Source passage:
[ros-users] Question about cmake and SSE optimizations

Radu Bogdan Rusu rusu at willowgarage.com
Tue Mar 23 19:37:47 UTC 2010


Ah yes, binaries... darn. Remember when you used to compile your entire OS from scratch? Those were the days.

It's not going to be easy to provide binary packages for all architectures/optimizations. I mean 32bit vs 64bit is one 
thing, but now if we want different packages for SSE, SSE2, SSE3, SSE4... that won't go well.

Something tells me that we might want to keep these things as cmake macros for source packages, and just go with one or 
two optimizations for binary ones (?).

Cheers,
Radu.

Rosen Diankov wrote:
> i guess since users have to manually add the debian locations to their
> sources.list, the problem can be resolved by keeping sse optimizations
> in different debian packages urls. so yes, it would be great to have
> rosbuild_add_sse_flags, although i don't see any reason why we
> couldn't always enable the checks and then have some global flags that
> force to a particular sse for distribution purposes.
> 
> rosen,
> 
> 
> 2010/3/23 Rosen Diankov <rosen.diankov at gmail.com>:
>> awesome work with sse3 jose! i just checked it on a non-sse3 cpu and
>> it behaves as expected.
>>
>> i agree with radu that we should go with the highest sse available,
>> however you have to be very careful when distributing binaries
>> (especially now that ros has debian releases). i'm not sure what would
>> be the appropriate way to distribute packages compiled with no-sse,
>> sse1 only, sse1-2 only, etc. in another, more simpler project i was
>> in, we ended up having one executable for every setting..... for
>> sse-optimized math libraries, these checks are actually done during
>> runtime, so they can support multiple sse versions without dealing
>> with this problem
>>
>> rosen,
>>
>> 2010/3/23 Jose Gonzalez <de0a100 at gmail.com>:
>>> Here is the version I got with SSE3 (I'm not familiar with MSVC so I
>>> didn't include it)

Dataset extract:
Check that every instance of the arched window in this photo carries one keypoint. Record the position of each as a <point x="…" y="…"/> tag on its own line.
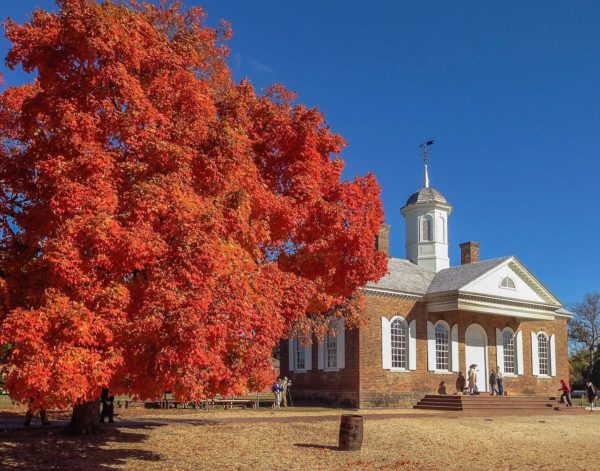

* * *

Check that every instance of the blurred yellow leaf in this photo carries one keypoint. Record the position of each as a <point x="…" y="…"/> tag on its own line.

Work instructions:
**1)** In the thread, on what kind of CPU did Rosen check the SSE3 work?
**2)** Reproduce verbatim the portion of the thread starting with "Radu Bogdan Rusu" and going on through "won't go well.".

Solutions to the exercise:
**1)** A non-SSE3 CPU.

**2)**
Radu Bogdan Rusu rusu at willowgarage.com
Tue Mar 23 19:37:47 UTC 2010


Ah yes, binaries... darn. Remember when you used to compile your entire OS from scratch? Those were the days.

It's not going to be easy to provide binary packages for all architectures/optimizations. I mean 32bit vs 64bit is one 
thing, but now if we want different packages for SSE, SSE2, SSE3, SSE4... that won't go well.